• [What you are asked to do] Select from the data all lines with the word "helmet".

Referring expression grounding data

*** Block opens ***

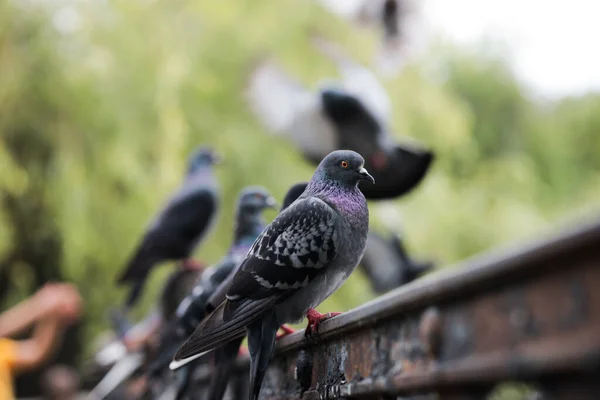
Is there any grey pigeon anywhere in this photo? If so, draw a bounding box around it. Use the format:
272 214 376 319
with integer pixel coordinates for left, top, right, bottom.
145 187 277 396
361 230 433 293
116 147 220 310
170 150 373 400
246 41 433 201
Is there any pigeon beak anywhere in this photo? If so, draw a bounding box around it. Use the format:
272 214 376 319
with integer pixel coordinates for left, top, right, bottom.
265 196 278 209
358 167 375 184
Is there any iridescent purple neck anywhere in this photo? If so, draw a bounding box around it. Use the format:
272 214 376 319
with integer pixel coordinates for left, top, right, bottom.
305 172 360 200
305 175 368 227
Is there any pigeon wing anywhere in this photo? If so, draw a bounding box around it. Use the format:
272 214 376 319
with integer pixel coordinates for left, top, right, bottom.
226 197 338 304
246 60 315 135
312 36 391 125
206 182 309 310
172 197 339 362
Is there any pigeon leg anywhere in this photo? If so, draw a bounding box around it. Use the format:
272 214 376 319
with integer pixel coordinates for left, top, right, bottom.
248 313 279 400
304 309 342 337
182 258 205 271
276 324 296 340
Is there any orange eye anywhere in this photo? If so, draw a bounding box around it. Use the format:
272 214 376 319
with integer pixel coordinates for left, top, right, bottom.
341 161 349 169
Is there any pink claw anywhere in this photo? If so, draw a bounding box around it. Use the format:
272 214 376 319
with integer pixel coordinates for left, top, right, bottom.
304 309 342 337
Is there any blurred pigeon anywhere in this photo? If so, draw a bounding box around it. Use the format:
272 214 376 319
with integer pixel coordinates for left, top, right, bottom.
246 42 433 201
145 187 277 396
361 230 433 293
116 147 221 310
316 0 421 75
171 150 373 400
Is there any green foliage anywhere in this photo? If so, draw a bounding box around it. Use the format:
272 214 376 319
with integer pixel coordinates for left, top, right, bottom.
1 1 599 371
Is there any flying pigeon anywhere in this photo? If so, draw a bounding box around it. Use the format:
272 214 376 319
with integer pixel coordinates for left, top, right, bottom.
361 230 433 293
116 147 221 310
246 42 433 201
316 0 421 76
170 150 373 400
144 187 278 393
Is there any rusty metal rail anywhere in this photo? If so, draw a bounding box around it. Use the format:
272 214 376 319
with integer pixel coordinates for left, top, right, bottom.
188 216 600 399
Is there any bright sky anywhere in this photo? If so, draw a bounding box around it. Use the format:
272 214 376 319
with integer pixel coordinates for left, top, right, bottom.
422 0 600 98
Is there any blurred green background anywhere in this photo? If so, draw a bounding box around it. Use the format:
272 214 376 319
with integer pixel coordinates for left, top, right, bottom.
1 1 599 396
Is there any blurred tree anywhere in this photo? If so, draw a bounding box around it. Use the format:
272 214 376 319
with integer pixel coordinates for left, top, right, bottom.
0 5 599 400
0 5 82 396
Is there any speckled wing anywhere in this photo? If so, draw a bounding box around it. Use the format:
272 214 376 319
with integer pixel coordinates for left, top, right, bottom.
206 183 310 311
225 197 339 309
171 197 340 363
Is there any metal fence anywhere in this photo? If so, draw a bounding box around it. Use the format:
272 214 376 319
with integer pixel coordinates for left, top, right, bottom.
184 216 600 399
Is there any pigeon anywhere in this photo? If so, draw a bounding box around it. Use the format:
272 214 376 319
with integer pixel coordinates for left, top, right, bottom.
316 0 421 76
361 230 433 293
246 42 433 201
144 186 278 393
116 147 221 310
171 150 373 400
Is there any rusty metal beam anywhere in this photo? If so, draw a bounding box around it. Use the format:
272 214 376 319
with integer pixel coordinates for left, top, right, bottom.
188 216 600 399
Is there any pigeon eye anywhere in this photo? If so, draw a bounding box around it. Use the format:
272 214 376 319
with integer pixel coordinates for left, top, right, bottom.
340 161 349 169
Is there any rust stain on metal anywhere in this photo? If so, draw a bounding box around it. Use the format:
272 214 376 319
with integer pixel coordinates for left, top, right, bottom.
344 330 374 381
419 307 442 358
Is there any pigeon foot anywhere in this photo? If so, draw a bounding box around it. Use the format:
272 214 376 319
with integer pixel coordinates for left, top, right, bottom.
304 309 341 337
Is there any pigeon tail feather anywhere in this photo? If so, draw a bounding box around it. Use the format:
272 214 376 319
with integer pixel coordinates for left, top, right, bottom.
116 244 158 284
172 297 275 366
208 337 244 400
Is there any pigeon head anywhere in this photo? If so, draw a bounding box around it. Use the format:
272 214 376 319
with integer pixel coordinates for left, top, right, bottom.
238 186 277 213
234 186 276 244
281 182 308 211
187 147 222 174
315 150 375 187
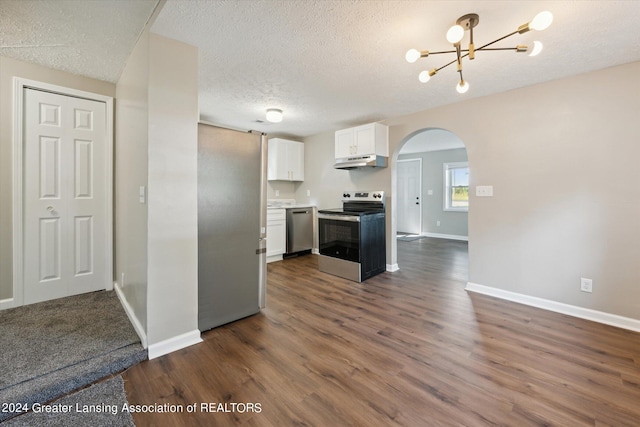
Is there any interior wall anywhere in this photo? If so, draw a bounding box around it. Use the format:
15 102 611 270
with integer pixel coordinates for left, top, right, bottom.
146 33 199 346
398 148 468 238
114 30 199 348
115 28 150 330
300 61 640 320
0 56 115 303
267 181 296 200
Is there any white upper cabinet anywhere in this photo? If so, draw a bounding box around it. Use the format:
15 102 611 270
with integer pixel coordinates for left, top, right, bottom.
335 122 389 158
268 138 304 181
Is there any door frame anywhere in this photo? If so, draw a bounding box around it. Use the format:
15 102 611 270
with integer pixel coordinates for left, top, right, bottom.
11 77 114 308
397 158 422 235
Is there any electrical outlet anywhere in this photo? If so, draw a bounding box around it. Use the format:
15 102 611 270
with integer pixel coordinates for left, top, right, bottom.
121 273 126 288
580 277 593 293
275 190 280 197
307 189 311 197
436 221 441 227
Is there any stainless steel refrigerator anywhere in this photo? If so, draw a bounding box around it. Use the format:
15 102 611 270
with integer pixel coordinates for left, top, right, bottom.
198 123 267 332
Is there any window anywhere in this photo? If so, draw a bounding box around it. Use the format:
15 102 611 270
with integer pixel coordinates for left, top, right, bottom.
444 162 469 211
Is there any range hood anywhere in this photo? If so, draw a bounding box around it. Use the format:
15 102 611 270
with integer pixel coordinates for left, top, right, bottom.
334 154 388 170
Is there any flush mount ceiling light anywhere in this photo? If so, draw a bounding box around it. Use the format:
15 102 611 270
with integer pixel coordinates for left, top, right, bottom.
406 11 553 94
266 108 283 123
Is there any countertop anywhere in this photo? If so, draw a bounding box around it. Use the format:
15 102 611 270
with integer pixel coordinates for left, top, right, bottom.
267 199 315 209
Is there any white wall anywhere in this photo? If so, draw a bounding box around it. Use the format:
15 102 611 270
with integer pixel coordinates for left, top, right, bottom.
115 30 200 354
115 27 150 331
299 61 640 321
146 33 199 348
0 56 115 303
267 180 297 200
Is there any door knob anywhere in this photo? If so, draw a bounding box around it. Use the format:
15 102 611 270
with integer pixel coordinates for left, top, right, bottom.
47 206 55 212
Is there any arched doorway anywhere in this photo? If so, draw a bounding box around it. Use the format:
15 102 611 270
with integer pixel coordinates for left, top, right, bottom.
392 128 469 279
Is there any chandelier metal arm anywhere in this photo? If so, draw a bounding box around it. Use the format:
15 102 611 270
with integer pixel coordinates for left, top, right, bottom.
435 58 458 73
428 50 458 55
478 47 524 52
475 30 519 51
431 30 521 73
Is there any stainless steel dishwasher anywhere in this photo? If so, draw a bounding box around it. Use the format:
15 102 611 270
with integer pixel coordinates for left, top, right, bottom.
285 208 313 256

*** Block closes ***
*** Block opens ***

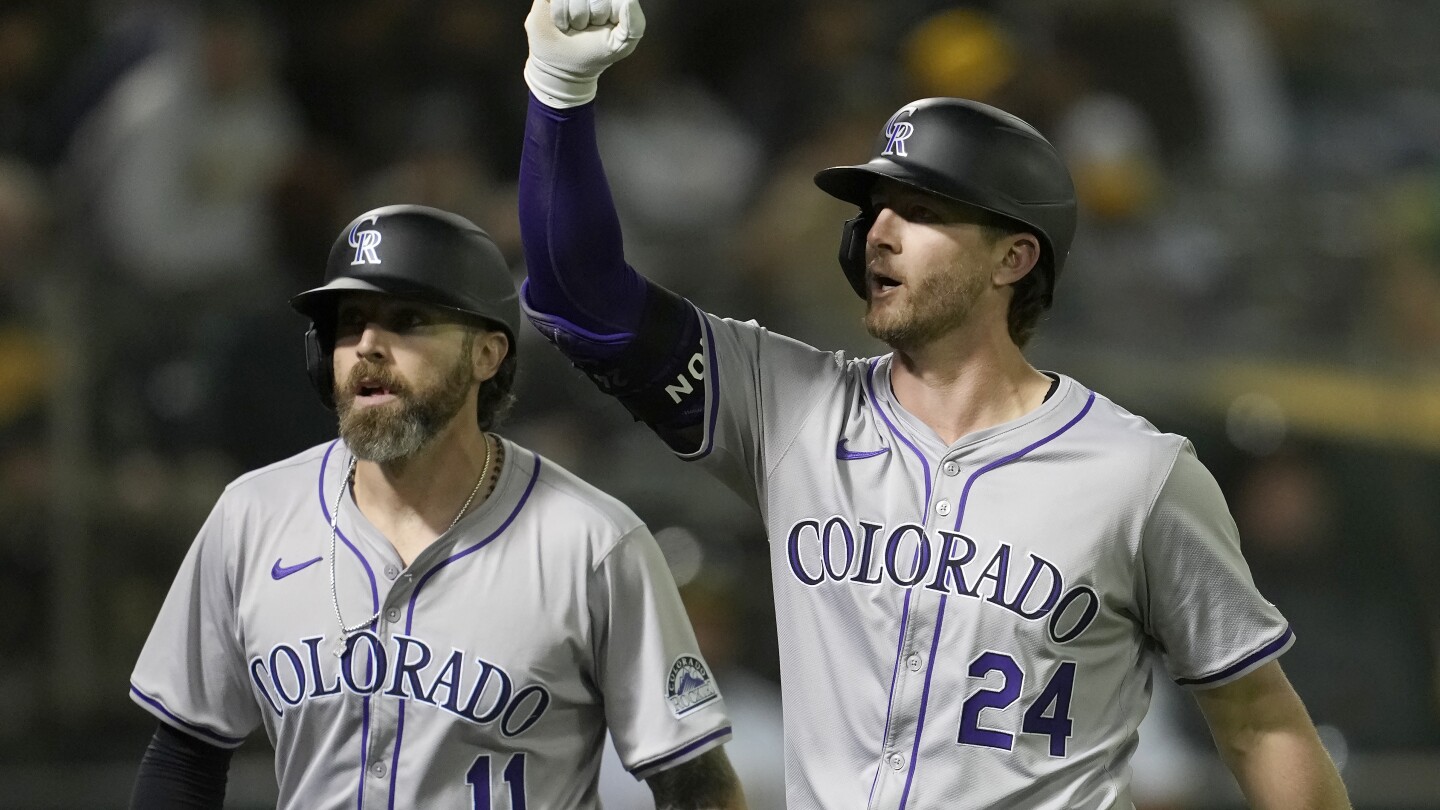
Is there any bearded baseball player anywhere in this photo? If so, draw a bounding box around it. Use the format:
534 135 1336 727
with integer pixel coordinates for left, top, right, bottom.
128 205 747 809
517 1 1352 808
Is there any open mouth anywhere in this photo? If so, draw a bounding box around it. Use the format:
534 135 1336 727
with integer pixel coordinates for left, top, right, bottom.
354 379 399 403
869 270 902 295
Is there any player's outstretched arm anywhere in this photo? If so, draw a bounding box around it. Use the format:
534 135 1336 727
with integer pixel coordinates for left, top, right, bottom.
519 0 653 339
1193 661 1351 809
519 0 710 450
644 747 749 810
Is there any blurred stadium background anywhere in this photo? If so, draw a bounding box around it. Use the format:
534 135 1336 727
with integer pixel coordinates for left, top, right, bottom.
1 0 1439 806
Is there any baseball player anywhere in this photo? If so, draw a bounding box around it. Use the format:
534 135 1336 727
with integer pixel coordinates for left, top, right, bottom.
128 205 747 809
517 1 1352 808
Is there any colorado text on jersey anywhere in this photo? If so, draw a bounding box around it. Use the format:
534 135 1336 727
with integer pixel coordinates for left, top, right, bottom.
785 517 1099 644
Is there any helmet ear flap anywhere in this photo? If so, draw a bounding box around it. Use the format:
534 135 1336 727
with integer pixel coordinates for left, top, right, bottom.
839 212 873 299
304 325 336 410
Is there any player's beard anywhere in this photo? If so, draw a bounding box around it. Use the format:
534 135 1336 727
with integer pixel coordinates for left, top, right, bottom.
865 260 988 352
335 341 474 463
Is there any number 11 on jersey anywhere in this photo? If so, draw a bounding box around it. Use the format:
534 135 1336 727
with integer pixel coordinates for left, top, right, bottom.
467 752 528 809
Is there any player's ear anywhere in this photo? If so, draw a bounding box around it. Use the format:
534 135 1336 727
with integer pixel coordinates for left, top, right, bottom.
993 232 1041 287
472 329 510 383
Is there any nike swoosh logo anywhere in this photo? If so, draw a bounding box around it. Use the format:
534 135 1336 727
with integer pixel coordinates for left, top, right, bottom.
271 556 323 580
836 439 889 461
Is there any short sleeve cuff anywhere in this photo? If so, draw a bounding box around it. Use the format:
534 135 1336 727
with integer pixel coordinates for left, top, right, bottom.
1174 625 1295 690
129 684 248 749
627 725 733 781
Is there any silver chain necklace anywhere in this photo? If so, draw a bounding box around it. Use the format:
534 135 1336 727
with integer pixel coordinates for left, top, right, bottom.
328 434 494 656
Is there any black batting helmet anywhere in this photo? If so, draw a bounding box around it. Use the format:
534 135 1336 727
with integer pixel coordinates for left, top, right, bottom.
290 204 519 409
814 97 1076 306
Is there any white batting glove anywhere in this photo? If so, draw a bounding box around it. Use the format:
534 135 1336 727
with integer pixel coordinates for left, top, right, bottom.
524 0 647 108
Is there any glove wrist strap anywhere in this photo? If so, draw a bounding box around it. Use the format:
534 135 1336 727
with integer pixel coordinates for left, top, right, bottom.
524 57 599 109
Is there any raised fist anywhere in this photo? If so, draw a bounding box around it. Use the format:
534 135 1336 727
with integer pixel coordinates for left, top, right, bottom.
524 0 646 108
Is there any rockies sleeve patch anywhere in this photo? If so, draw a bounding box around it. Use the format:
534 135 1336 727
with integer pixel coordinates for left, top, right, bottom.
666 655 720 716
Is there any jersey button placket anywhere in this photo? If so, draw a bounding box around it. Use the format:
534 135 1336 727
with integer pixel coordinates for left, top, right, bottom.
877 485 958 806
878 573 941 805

*** Block closes ***

• [Task answer]
Is there any helmet ear flap anywhere in this photo? If so, draw a bounding box around it. Use the format:
Is there any black batting helmet anywhere in this photo? If so, draw a bounding box around it. Use the format:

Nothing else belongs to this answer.